Given exercise - Transcribe exactly the lines from the one holding "Task: annotate the tree" to the end of the data below, including both of those lines and no others.
Start Data for processing
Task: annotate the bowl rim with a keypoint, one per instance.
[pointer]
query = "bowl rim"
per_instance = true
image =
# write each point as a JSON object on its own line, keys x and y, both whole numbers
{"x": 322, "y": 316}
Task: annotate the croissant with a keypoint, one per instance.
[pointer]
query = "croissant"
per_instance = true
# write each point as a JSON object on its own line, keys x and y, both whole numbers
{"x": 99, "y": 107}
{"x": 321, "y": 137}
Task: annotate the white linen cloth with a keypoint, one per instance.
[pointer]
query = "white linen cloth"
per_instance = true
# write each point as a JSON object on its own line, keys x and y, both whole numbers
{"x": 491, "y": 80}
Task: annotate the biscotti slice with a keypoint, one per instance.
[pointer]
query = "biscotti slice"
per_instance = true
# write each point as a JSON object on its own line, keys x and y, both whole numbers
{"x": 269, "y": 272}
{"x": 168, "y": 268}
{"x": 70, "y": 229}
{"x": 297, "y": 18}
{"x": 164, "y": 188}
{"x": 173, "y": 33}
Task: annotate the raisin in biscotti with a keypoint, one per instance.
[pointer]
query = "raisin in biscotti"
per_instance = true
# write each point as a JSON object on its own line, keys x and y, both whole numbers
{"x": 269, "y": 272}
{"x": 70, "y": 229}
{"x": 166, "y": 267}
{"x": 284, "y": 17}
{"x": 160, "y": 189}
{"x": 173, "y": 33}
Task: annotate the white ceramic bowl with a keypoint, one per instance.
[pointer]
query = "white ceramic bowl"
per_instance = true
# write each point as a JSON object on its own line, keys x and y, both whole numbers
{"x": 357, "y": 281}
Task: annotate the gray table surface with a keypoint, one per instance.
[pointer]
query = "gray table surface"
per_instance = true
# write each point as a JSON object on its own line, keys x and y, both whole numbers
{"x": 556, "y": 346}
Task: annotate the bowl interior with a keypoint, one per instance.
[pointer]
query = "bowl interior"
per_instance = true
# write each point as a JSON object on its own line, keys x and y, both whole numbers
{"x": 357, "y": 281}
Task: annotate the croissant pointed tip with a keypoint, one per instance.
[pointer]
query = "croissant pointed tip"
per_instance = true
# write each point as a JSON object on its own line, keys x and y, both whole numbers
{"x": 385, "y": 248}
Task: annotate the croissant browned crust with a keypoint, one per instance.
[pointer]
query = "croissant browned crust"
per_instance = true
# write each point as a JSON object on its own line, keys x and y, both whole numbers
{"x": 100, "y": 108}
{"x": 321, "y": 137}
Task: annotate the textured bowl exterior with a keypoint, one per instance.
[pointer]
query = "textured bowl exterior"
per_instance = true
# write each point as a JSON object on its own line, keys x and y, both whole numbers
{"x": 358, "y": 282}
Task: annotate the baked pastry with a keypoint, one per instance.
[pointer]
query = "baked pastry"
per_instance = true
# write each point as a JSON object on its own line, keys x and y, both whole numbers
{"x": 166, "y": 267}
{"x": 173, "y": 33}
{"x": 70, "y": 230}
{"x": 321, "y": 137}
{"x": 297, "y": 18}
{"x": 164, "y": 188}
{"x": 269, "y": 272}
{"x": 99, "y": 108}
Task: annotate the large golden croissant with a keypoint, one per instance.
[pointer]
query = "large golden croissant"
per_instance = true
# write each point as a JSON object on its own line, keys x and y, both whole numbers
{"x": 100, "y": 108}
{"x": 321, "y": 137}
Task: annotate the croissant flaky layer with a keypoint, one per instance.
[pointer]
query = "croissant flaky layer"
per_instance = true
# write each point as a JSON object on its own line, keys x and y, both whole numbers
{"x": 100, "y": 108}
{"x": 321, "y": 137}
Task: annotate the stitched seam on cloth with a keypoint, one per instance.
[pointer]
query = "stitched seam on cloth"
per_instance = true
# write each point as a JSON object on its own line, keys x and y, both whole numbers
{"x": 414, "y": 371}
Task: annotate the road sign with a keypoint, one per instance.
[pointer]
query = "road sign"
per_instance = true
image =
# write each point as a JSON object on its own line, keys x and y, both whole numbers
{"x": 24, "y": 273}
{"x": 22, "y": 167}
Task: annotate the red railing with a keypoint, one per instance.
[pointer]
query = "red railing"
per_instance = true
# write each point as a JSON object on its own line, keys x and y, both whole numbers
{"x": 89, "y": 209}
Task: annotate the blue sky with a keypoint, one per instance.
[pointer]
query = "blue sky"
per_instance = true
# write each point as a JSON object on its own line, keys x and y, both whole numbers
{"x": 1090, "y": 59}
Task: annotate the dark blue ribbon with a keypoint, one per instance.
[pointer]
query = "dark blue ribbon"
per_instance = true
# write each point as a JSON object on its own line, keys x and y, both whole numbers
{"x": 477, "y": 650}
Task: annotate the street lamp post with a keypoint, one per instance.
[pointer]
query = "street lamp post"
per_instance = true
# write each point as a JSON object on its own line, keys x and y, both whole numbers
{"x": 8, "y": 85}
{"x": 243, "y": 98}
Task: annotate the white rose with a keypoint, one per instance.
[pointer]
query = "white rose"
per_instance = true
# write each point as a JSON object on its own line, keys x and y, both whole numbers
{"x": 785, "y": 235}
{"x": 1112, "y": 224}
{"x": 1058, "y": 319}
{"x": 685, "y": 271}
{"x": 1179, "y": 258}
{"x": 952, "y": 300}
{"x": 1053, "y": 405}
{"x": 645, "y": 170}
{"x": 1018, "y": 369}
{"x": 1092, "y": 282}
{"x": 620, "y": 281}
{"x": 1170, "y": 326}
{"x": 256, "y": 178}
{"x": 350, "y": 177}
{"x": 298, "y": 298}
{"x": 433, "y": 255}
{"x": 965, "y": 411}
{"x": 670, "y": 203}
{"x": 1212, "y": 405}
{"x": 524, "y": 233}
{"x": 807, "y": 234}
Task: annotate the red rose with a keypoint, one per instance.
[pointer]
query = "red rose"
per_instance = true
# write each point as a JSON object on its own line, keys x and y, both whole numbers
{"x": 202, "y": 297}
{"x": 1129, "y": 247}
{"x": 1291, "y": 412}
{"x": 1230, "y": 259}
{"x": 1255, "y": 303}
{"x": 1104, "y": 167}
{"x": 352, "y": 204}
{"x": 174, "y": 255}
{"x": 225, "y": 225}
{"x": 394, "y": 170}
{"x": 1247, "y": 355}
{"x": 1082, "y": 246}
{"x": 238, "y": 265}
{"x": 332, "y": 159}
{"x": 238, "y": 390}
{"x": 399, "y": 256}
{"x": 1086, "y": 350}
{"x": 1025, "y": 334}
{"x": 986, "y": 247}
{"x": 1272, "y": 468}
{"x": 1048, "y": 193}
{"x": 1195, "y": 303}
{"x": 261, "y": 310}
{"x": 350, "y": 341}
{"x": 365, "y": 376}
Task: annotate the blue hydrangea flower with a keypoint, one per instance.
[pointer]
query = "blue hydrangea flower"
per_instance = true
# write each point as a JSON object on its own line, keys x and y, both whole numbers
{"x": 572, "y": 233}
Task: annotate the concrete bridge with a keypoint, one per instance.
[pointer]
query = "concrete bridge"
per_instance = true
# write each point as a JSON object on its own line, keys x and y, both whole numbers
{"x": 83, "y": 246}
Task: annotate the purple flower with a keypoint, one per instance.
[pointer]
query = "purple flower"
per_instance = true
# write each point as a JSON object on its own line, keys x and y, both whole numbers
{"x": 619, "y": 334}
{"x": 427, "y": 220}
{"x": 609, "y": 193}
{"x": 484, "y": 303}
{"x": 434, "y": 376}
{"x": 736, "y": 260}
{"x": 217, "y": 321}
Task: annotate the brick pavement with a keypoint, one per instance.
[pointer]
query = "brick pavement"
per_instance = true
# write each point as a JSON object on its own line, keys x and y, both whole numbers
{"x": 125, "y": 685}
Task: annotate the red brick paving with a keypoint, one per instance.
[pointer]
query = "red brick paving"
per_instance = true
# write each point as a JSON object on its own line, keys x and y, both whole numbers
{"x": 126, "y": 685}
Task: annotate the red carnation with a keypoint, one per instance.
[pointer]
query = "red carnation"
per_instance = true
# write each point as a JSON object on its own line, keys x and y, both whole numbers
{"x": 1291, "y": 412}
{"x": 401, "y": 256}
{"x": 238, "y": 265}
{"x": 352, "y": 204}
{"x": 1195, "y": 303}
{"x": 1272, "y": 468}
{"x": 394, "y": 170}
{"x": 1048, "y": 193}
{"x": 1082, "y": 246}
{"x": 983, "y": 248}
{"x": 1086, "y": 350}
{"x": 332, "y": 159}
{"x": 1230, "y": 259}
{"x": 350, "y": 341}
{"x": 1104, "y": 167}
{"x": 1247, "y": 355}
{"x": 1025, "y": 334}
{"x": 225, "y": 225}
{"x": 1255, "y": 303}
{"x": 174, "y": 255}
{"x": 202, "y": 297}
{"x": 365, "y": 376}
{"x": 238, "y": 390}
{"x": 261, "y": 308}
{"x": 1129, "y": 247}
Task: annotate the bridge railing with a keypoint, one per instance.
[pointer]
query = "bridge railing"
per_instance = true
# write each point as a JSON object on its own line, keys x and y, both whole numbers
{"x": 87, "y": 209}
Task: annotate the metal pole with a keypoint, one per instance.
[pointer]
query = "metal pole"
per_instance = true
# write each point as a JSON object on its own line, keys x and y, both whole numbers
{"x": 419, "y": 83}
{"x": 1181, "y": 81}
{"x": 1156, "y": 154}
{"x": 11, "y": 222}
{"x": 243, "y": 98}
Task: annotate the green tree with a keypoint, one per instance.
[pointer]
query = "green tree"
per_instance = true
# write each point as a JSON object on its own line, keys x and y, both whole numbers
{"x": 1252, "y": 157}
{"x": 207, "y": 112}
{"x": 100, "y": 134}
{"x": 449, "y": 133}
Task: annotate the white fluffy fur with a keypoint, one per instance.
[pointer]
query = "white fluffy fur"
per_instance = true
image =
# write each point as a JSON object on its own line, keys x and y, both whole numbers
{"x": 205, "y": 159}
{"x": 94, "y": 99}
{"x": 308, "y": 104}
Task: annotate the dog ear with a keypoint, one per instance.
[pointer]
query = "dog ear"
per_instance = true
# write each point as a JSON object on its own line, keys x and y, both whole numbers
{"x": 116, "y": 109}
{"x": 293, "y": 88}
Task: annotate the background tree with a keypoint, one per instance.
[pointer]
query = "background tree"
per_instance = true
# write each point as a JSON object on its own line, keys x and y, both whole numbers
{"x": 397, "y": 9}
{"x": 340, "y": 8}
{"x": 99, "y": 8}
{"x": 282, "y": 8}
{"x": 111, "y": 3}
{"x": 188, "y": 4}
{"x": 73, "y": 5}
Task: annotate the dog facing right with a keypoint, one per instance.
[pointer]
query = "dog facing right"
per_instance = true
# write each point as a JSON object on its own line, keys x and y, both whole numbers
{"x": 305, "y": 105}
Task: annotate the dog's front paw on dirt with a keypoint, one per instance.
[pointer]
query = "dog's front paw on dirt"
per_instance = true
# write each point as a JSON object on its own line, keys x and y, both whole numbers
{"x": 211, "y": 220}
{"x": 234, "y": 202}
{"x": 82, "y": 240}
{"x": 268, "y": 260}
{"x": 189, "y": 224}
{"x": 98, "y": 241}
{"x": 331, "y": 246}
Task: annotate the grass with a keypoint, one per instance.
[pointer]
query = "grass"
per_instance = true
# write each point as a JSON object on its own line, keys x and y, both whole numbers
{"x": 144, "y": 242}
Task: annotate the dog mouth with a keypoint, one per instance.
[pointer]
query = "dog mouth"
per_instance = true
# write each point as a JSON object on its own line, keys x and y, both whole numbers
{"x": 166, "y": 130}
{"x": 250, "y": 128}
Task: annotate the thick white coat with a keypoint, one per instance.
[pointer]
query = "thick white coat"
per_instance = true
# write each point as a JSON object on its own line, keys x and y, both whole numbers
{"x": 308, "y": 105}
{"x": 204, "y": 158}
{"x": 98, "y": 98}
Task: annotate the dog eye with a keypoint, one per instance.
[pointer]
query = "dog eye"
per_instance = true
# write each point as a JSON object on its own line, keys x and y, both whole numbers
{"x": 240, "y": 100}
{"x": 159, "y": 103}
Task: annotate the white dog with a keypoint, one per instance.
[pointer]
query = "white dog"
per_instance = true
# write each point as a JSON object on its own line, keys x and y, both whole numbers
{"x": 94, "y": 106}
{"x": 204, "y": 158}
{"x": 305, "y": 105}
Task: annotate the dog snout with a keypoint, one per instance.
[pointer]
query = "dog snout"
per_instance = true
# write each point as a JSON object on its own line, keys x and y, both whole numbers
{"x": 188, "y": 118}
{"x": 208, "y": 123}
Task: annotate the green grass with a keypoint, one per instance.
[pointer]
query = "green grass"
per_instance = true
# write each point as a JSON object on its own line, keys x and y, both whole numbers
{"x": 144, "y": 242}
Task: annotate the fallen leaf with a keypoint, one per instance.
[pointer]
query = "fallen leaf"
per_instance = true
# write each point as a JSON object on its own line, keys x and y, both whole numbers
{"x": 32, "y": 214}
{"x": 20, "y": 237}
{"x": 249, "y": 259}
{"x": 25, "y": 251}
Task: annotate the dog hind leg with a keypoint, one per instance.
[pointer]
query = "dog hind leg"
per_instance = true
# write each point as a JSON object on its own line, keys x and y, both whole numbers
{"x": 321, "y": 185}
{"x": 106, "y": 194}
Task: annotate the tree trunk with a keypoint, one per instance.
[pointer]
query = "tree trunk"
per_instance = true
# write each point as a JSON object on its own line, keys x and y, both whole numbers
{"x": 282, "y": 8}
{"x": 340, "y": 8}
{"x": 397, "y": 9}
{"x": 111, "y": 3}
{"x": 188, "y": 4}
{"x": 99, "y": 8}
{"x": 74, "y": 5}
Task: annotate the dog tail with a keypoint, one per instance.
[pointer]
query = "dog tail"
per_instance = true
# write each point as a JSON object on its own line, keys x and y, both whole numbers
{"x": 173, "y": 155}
End Data for processing
Task answer -
Task: annotate the tree trunk with a keypoint, one per instance.
[pointer]
query = "tree trunk"
per_instance = true
# write each point as a JSON object on its own line, keys x and y, both whole numbers
{"x": 282, "y": 8}
{"x": 340, "y": 8}
{"x": 397, "y": 9}
{"x": 111, "y": 3}
{"x": 188, "y": 4}
{"x": 99, "y": 8}
{"x": 74, "y": 5}
Task: annotate the dog tail with a keypoint, one per instance.
[pointer]
query = "dog tail"
per_instance = true
# write each point as a JSON object on its own line, keys x and y, both whole numbers
{"x": 173, "y": 155}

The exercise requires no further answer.